:: Exercise brief ::
Can you edit the material below so that every "brass chair leg" reads "bronze chair leg" and nothing else changes?
** Start Materials provided **
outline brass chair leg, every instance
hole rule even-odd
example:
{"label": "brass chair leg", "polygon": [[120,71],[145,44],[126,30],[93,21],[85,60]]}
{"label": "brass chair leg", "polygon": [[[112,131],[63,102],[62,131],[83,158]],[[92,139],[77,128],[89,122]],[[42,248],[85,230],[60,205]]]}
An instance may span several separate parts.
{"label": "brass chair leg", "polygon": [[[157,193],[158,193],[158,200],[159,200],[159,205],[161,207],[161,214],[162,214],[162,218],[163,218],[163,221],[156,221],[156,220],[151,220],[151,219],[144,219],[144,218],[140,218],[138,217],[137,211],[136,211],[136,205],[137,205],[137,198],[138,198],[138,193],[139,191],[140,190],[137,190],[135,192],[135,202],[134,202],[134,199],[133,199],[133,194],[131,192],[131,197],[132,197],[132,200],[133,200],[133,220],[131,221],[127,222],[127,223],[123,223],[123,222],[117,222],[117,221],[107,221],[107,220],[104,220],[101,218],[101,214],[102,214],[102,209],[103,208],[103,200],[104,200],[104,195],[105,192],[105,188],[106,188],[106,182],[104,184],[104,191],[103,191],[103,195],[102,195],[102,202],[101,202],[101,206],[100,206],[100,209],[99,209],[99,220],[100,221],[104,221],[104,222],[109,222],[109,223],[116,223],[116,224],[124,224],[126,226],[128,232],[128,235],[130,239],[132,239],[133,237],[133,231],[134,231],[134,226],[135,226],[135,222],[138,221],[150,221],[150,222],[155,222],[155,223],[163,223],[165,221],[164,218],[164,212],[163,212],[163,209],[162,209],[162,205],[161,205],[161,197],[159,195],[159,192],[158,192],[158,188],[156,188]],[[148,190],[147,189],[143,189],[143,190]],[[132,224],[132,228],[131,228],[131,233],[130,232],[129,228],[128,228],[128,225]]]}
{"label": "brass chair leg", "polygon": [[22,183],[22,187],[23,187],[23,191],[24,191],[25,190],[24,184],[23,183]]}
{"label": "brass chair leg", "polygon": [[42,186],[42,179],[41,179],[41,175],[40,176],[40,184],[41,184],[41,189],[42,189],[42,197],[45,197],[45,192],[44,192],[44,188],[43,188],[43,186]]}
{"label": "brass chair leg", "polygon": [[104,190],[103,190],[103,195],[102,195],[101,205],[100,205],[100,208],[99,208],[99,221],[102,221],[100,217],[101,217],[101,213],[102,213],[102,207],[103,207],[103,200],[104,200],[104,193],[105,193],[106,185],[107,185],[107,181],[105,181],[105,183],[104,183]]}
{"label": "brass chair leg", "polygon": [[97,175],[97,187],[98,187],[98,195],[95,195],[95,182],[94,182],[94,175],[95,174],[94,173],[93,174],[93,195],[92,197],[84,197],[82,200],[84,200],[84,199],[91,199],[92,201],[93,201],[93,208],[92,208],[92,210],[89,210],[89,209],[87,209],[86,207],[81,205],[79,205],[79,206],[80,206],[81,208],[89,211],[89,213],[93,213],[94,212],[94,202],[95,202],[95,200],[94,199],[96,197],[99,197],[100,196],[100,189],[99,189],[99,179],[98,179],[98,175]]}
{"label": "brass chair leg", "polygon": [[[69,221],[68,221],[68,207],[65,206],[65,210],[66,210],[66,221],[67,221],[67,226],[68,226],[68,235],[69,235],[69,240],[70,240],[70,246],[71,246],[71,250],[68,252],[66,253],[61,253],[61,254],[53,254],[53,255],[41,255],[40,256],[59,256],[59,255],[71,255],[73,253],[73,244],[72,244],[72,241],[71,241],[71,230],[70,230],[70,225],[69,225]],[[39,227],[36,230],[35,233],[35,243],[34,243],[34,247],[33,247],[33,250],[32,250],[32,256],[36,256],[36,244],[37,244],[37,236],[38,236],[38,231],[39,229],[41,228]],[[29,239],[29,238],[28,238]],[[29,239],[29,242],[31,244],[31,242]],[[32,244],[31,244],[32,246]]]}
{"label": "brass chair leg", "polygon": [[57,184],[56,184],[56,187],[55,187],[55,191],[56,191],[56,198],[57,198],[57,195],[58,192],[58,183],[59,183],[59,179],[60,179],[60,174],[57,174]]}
** End Materials provided **
:: Answer to this problem ::
outline bronze chair leg, every instance
hole rule even-odd
example:
{"label": "bronze chair leg", "polygon": [[120,71],[145,44],[126,30],[93,21],[85,60]]}
{"label": "bronze chair leg", "polygon": [[[112,131],[63,102],[62,131],[83,158]],[[92,139],[77,128],[89,122]],[[42,248],[85,230],[60,205]]]}
An instance may span several separate parts.
{"label": "bronze chair leg", "polygon": [[[157,193],[158,193],[158,200],[159,200],[159,205],[161,207],[161,214],[162,214],[162,218],[163,218],[163,221],[156,221],[156,220],[151,220],[151,219],[144,219],[144,218],[140,218],[138,217],[137,211],[136,211],[136,205],[137,205],[137,198],[138,198],[138,193],[139,191],[140,190],[137,190],[135,192],[135,202],[134,202],[134,199],[133,199],[133,194],[131,192],[131,197],[132,197],[132,200],[133,200],[133,220],[131,221],[127,222],[127,223],[123,223],[123,222],[117,222],[117,221],[107,221],[107,220],[104,220],[101,218],[101,214],[102,214],[102,209],[103,208],[103,200],[104,200],[104,195],[105,192],[105,188],[106,188],[106,182],[104,184],[104,191],[103,191],[103,195],[102,195],[102,202],[101,202],[101,206],[100,206],[100,209],[99,209],[99,220],[100,221],[104,221],[104,222],[109,222],[109,223],[116,223],[116,224],[124,224],[126,226],[128,232],[128,235],[130,239],[132,239],[133,237],[133,231],[134,231],[134,226],[135,226],[135,222],[138,221],[150,221],[150,222],[155,222],[155,223],[163,223],[165,221],[164,218],[164,212],[163,212],[163,209],[162,209],[162,205],[161,205],[161,197],[159,195],[159,192],[158,192],[158,188],[156,188]],[[148,190],[147,189],[143,189],[143,190]],[[132,224],[132,228],[131,228],[131,233],[130,232],[129,228],[128,228],[128,225]]]}
{"label": "bronze chair leg", "polygon": [[22,183],[22,187],[23,187],[23,191],[24,191],[25,190],[24,184],[23,183]]}
{"label": "bronze chair leg", "polygon": [[42,186],[42,179],[41,179],[41,175],[40,176],[40,184],[41,184],[41,189],[42,189],[42,197],[45,197],[45,192],[44,192],[44,188],[43,188],[43,186]]}
{"label": "bronze chair leg", "polygon": [[104,190],[103,190],[103,195],[102,195],[101,205],[100,205],[100,208],[99,208],[99,221],[102,221],[100,217],[101,217],[101,213],[102,213],[102,207],[103,207],[103,200],[104,200],[104,193],[105,193],[106,185],[107,185],[107,181],[105,181],[105,183],[104,183]]}
{"label": "bronze chair leg", "polygon": [[97,175],[97,187],[98,187],[98,195],[95,195],[95,182],[94,182],[94,175],[95,174],[94,173],[93,174],[93,195],[92,197],[84,197],[82,200],[84,200],[84,199],[91,199],[92,201],[93,201],[93,208],[92,208],[92,210],[89,210],[89,209],[87,209],[86,207],[81,205],[79,205],[79,206],[80,206],[81,208],[89,211],[89,213],[93,213],[94,212],[94,202],[95,202],[95,200],[94,199],[96,197],[99,197],[100,196],[100,189],[99,189],[99,179],[98,179],[98,175]]}
{"label": "bronze chair leg", "polygon": [[[69,221],[68,221],[68,207],[65,206],[65,210],[66,210],[66,221],[67,221],[67,226],[68,226],[68,235],[69,235],[69,240],[70,240],[70,246],[71,246],[71,250],[68,252],[66,253],[61,253],[61,254],[53,254],[53,255],[41,255],[40,256],[59,256],[59,255],[71,255],[73,253],[73,244],[72,244],[72,241],[71,241],[71,230],[70,230],[70,225],[69,225]],[[39,227],[36,230],[35,233],[35,243],[34,243],[34,247],[33,247],[33,250],[32,250],[32,256],[36,256],[36,244],[37,244],[37,236],[38,236],[38,231],[39,229],[41,228]],[[29,239],[29,238],[28,238]],[[29,239],[29,242],[31,244],[31,242]],[[32,244],[31,244],[32,246]]]}
{"label": "bronze chair leg", "polygon": [[57,184],[56,184],[56,187],[55,187],[55,191],[56,191],[56,198],[57,198],[57,195],[58,192],[58,183],[59,183],[59,179],[60,179],[60,174],[57,174]]}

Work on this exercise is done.